_TRECHO DO TEXTO_:
# # #

Triste espécie |
(Debret, 1830 década, Aldeia de caboclos em Cantagalo) |
Talvez uns quinze dias
antes, um jovem agente de saúde indígena, Cloudione Rodrigues Souza,
também forte, também saudável, também bonito e queimado de sol, morreu
ferido à bala por fazendeiros e seus capangas que chegaram em camionetes
e abriram fogo contra grupos de índios guarani kaiowá, no Mato Grosso do
Sul. Outras tantas pessoas foram feridas, entre elas uma criança de 12
anos. O grupo indígena estava próximo à sua aldeia, em uma terra
indígena já reconhecida pela Funai, e ainda não demarcada. Como disse a
ativista Ysani Kalapalo, em vídeo de protesto contra o ataque,
referindo-se à indiferença da elite que, na defesa do desenvolvimento a
qualquer preço, parecem afirmar com seus canos fumegantes: “Em nome do
progresso vamos ter que matar alguns índios, e pronto.” Por essas e muitas outras, o ano de 2016 está indo pelo mesmo caminho do ano de 2015 quando, por esse tipo de pensamento, ambição e assassinatos bárbaros, a organização não governamental Global Witness concedeu ao Brasil um título trágico e vergonhoso: somos o país mais perigoso para ativistas ambientais. |
No ano passado, matamos
cinquenta defensores do meio ambiente e da terra indígena. Cinquenta
brasileiros que foram mortos principalmente em comunidades rurais da
Amazônia, por resistirem aos desmatamentos, e ao agronegócio.

# # #

_REGISTROS FORNECIDOS_:
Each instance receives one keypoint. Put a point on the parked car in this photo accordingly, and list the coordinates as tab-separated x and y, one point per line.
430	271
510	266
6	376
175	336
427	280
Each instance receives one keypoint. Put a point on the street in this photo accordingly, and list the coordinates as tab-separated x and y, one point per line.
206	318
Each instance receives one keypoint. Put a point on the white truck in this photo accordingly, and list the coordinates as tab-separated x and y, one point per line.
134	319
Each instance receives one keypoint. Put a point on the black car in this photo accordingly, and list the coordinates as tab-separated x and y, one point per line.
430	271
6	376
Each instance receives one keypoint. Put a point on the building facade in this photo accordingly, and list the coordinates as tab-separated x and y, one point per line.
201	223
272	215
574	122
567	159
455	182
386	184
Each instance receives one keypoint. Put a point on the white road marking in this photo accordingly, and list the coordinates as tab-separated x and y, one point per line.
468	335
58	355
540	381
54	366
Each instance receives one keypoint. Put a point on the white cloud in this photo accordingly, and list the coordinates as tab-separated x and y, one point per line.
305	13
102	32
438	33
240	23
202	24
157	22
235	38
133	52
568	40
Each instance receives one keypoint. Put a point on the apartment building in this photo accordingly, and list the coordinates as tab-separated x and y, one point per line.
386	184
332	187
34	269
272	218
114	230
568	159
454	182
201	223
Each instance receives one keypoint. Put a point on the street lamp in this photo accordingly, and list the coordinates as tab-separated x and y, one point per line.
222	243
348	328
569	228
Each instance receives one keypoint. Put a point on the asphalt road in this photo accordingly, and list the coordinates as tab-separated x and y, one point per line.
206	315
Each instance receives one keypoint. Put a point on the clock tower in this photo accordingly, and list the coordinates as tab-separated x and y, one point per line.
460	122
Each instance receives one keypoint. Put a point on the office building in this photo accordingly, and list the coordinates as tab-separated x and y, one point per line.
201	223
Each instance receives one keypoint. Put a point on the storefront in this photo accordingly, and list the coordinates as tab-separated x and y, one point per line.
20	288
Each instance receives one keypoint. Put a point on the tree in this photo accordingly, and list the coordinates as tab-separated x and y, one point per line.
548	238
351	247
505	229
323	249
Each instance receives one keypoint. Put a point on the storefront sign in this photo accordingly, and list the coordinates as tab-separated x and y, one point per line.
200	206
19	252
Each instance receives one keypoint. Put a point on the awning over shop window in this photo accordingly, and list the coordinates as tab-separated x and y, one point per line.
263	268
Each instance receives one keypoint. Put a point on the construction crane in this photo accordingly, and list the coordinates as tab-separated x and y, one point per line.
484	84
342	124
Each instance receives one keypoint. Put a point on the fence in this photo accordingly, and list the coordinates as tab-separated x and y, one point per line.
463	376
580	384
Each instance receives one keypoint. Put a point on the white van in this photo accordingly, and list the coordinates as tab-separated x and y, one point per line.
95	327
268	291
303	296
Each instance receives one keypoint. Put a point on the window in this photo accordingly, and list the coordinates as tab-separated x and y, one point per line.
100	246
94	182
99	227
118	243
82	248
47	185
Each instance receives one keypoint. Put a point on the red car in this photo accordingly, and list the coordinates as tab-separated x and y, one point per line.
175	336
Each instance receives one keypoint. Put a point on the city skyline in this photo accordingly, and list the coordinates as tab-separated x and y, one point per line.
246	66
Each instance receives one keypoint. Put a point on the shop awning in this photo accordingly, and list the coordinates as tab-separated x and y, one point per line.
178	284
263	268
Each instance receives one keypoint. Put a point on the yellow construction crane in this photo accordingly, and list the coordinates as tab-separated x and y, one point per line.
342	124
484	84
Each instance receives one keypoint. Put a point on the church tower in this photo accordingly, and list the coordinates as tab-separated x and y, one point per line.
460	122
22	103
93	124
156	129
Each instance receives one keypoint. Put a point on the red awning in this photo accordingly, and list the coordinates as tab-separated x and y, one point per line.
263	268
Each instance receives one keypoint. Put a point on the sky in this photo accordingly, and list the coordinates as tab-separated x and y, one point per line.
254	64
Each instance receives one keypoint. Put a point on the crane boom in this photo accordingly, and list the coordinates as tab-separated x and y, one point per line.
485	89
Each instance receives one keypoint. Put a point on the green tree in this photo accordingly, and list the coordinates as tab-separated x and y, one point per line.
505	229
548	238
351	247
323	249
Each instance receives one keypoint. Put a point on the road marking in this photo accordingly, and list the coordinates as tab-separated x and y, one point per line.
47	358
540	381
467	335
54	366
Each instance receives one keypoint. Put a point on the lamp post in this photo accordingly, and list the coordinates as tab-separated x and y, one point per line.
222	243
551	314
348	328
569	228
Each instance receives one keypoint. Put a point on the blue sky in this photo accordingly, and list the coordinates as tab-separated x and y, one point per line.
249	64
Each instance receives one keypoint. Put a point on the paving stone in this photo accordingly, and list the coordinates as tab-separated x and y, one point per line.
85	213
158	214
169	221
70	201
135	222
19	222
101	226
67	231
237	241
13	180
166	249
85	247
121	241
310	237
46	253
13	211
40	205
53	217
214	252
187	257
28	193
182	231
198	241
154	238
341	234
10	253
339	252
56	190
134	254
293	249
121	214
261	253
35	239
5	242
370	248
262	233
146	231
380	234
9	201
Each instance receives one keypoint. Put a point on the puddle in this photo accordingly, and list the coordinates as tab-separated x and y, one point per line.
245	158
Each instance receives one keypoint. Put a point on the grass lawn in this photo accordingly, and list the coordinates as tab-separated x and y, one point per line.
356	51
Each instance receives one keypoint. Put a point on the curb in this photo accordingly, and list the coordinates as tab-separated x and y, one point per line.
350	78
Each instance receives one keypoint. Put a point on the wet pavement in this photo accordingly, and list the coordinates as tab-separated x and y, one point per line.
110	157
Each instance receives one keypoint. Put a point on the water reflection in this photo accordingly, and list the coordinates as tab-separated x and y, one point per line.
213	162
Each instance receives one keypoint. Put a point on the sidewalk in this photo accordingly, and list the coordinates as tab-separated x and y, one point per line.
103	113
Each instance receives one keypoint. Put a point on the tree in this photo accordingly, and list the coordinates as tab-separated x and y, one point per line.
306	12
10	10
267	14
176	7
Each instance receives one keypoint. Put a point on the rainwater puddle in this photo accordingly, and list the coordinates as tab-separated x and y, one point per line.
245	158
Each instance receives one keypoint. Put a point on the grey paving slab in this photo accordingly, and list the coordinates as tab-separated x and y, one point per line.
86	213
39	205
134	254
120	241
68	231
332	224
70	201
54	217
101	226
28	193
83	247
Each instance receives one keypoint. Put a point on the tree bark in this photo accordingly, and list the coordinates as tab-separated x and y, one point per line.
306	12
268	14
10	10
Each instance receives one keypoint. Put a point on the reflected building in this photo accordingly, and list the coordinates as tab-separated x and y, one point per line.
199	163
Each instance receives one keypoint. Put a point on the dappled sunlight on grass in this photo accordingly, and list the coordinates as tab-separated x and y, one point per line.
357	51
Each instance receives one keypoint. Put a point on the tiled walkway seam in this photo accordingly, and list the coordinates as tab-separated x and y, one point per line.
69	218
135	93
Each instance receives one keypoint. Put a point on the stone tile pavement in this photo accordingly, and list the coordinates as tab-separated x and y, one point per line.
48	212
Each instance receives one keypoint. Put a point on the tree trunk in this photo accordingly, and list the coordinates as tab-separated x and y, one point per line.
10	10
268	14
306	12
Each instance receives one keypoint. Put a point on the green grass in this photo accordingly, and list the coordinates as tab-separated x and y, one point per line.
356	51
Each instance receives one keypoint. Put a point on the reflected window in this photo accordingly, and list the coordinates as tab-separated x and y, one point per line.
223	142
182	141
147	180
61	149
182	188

# # #

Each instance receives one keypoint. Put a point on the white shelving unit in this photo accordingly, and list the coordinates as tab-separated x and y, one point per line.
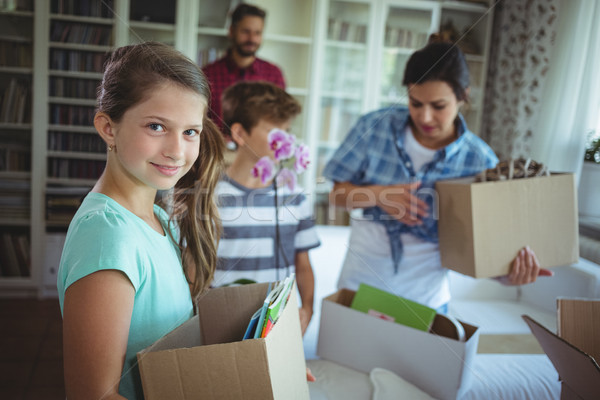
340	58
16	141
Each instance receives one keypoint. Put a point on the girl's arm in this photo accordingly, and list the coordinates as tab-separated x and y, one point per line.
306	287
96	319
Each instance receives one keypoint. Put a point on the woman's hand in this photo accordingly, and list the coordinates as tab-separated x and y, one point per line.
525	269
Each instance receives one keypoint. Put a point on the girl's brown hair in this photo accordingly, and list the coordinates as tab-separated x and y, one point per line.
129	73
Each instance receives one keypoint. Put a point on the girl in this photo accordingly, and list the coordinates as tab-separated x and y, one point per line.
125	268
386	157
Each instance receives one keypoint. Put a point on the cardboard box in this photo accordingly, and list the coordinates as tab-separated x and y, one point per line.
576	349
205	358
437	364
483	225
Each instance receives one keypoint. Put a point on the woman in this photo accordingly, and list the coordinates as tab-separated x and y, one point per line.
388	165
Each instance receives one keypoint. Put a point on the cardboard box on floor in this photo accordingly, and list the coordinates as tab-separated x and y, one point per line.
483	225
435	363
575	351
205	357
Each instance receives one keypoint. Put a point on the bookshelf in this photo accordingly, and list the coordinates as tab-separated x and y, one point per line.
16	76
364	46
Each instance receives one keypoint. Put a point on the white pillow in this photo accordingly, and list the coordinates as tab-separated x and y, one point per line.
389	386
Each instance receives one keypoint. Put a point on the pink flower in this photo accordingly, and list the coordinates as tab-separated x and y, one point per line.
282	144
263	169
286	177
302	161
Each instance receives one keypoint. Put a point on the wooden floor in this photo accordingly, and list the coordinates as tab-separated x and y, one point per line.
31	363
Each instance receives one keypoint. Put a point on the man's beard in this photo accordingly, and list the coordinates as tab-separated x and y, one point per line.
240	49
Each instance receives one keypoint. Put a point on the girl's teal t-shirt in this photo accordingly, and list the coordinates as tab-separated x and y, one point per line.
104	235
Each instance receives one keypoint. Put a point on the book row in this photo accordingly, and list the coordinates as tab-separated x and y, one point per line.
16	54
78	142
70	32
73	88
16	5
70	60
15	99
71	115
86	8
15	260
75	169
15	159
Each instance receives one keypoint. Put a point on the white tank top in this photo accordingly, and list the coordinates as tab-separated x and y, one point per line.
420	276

# # #

_OBJETIVO DO EXERCÍCIO_:
Responda com base no trecho:
1. Qual era a ocupação de Cloudione Rodrigues Souza?
2. Que idade tinha a criança citada entre os feridos?
3. Quantos defensores do meio ambiente e da terra indígena foram mortos no ano passado?
Os registros não entram neste exercício.

_RESPOSTA DO EXERCÍCIO_:
1. Agente de saúde indígena.
2. 12 anos.
3. Cinquenta.